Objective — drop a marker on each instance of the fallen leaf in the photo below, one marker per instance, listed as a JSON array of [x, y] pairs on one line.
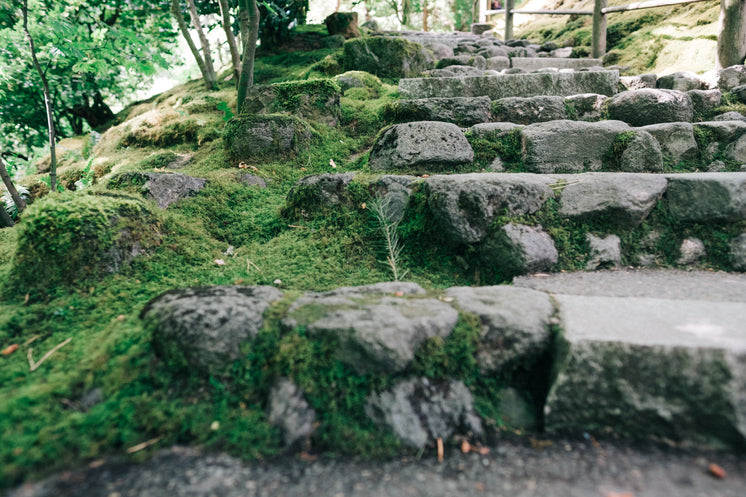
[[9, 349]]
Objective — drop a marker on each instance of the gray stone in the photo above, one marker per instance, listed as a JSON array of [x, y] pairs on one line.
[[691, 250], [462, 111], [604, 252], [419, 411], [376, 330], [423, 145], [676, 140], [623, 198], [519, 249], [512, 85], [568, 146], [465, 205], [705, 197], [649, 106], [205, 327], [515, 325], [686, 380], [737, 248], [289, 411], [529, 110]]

────────────────────

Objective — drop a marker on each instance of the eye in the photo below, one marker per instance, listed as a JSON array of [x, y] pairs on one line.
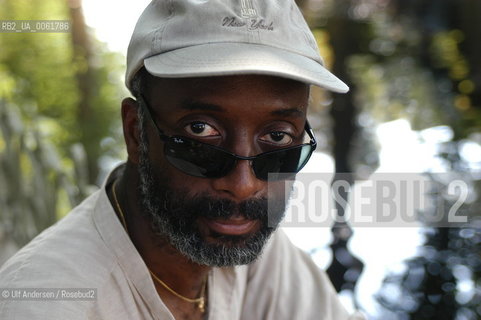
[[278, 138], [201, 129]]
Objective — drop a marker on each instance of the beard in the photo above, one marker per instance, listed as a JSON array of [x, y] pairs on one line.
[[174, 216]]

────────────────────

Work required
Rescale the point coordinates in the answers by multiplying each one by 1.05 and rounding to whole numbers, with halves rounded up. Then write out only the lines starting with the one containing "Objective — drop a marker on each instance of the beard" and going on through the one containing "[[174, 216]]", requests included and otherwise unchanged.

Solution for this exercise
Objective — drop a marker on each instance of the beard in the photo above, one marker per instance, listed as a JSON array of [x, y] pairs on one line.
[[183, 227]]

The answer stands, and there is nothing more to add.